◆ TEXTE À ANALYSER
..........
Lorsqu’il adapte Leave Her to Heaven, le best-seller de Ben Ames Williams, John Stahl, spécialiste de mélodrames de la Universal dans les années 30, décide de ne pas se détourner du genre qu’il connait le mieux. En effet, l’auteur d’Histoire d’un Amour (1932), d’Une Nuit seulement (1933), d’Images de la Vie (1934) et du Secret magnifique (1937), en tournant Péché mortel en technicolor, ne néglige pas les aspects du film noir que contient l’histoire d’origine mais signe en même temps un mélodrame au style flamboyant.
Ellen (Gene Tierney), une femme trop éprise de son mari (joué par le très commun Cornel Wilde), est tellement possessive qu’elle est prête à tout pour entièrement se l’approprier. Ainsi, par jalousie, elle laisse se noyer le frère handicapé de son mari alors que celui-ci s’entraine à la nage, tue l’enfant qu’elle porte en se jetant du haut d’un escalier, voyant dans un possible fils un obstacle à son amour. Mais ce n’est pas tout : elle finit par se suicider pour accuser sa propre sœur (Jeanne Crain) en qui elle voit une rivale. L’histoire du film, très osée pour l’époque, a suscité sujet de nombreux scandales. En effet, l’avortement provoqué volontairement choque et les relations incestueuses avec son père sont plus que suggérées.
..........
◆ VOTRE OBJECTIF
Réécrivez plus brièvement le paragraphe du texte sur Péché mortel qui commence par « Ellen (Gene Tierney) », en conservant ses faits principaux. La liste n'intervient nullement dans ce travail.
..........
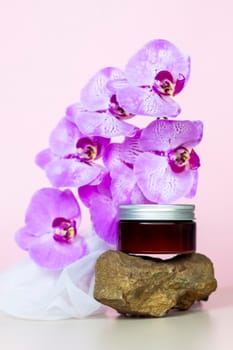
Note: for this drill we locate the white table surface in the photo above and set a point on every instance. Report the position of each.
(207, 325)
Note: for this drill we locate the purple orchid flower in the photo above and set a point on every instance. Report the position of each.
(103, 200)
(70, 161)
(50, 234)
(155, 73)
(167, 170)
(99, 113)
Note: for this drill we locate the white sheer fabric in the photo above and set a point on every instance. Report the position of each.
(28, 291)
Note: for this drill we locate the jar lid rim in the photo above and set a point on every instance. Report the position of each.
(157, 211)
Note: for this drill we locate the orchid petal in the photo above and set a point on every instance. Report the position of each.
(64, 137)
(103, 216)
(164, 135)
(87, 192)
(45, 205)
(41, 210)
(72, 173)
(44, 157)
(103, 124)
(123, 182)
(157, 181)
(24, 237)
(143, 101)
(48, 253)
(155, 56)
(95, 95)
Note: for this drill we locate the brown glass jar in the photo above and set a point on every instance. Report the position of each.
(156, 229)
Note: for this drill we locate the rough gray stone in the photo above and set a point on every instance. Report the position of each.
(151, 287)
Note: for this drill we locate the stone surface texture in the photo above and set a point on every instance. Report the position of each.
(151, 287)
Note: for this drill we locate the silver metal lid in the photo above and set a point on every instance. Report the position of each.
(159, 212)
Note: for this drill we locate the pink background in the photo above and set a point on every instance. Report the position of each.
(49, 49)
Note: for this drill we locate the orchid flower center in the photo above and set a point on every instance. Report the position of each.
(86, 150)
(179, 158)
(164, 84)
(117, 111)
(64, 229)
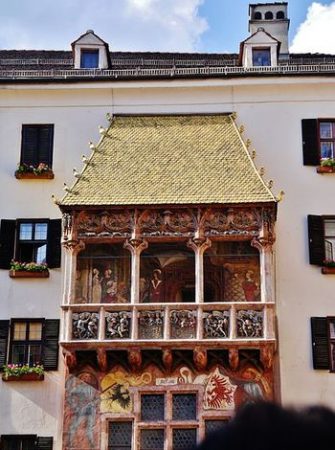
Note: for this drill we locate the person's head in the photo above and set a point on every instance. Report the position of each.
(267, 426)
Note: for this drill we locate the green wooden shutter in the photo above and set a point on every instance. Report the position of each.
(50, 344)
(320, 343)
(44, 443)
(310, 143)
(54, 246)
(4, 331)
(316, 240)
(7, 242)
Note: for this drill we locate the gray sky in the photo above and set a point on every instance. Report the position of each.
(156, 25)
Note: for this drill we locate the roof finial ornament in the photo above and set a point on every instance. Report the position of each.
(102, 130)
(76, 173)
(67, 189)
(280, 196)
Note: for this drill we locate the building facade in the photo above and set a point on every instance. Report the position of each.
(183, 288)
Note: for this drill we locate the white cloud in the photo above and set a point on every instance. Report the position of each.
(129, 25)
(317, 33)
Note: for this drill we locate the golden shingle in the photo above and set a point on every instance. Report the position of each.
(182, 159)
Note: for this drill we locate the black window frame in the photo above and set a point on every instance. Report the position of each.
(311, 140)
(9, 234)
(261, 49)
(37, 141)
(89, 51)
(49, 341)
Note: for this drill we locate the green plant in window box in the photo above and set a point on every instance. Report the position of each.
(19, 370)
(28, 267)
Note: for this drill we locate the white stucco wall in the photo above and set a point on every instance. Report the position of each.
(271, 110)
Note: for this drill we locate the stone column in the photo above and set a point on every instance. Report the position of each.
(135, 246)
(199, 246)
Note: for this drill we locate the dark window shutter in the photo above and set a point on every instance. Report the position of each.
(54, 246)
(4, 331)
(45, 144)
(310, 143)
(44, 443)
(29, 145)
(7, 242)
(50, 345)
(320, 343)
(316, 240)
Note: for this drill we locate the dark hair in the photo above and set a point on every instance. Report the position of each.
(267, 426)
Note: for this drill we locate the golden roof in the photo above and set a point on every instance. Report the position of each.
(176, 159)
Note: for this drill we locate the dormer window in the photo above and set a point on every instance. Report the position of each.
(261, 57)
(89, 59)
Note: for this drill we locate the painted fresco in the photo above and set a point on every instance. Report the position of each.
(167, 274)
(231, 271)
(103, 275)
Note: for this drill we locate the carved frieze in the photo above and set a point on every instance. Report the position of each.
(216, 324)
(232, 221)
(151, 324)
(85, 325)
(249, 323)
(183, 324)
(118, 325)
(106, 223)
(167, 223)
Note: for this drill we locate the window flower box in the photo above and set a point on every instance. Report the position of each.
(23, 372)
(28, 270)
(30, 172)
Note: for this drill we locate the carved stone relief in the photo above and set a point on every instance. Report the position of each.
(118, 325)
(151, 324)
(249, 323)
(216, 324)
(183, 324)
(85, 325)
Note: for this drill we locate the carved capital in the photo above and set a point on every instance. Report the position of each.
(234, 358)
(200, 358)
(266, 356)
(73, 246)
(135, 359)
(199, 244)
(167, 358)
(136, 245)
(102, 359)
(70, 359)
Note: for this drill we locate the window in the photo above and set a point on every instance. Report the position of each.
(318, 140)
(37, 144)
(261, 57)
(28, 240)
(25, 442)
(89, 59)
(31, 341)
(323, 343)
(321, 237)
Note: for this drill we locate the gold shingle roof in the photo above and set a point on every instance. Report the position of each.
(181, 159)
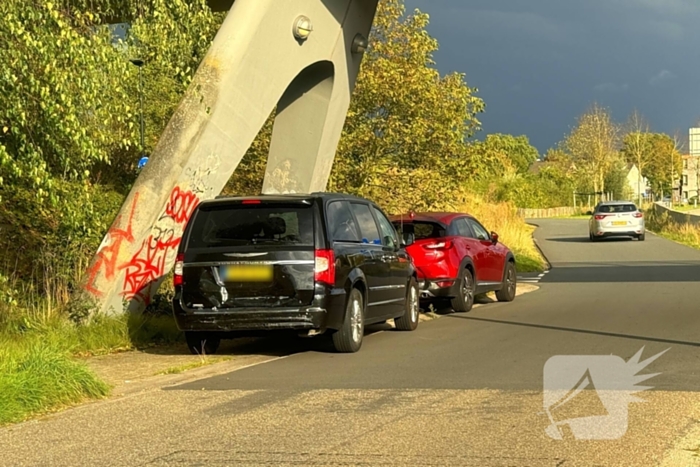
..........
◆ RÉSULTAT ATTENDU
Ellen (Gene Tierney) est éprise de son mari (Cornel Wilde) au point de vouloir le posséder entièrement. Par jalousie, elle laisse se noyer le frère handicapé de celui-ci et tue l'enfant qu'elle porte en se jetant d'un escalier. Elle se suicide enfin pour accuser sa sœur (Jeanne Crain), en qui elle voit une rivale. Très osée pour l'époque, l'histoire a suscité de nombreux scandales, notamment par l'avortement volontaire et par des relations incestueuses avec son père plus que suggérées.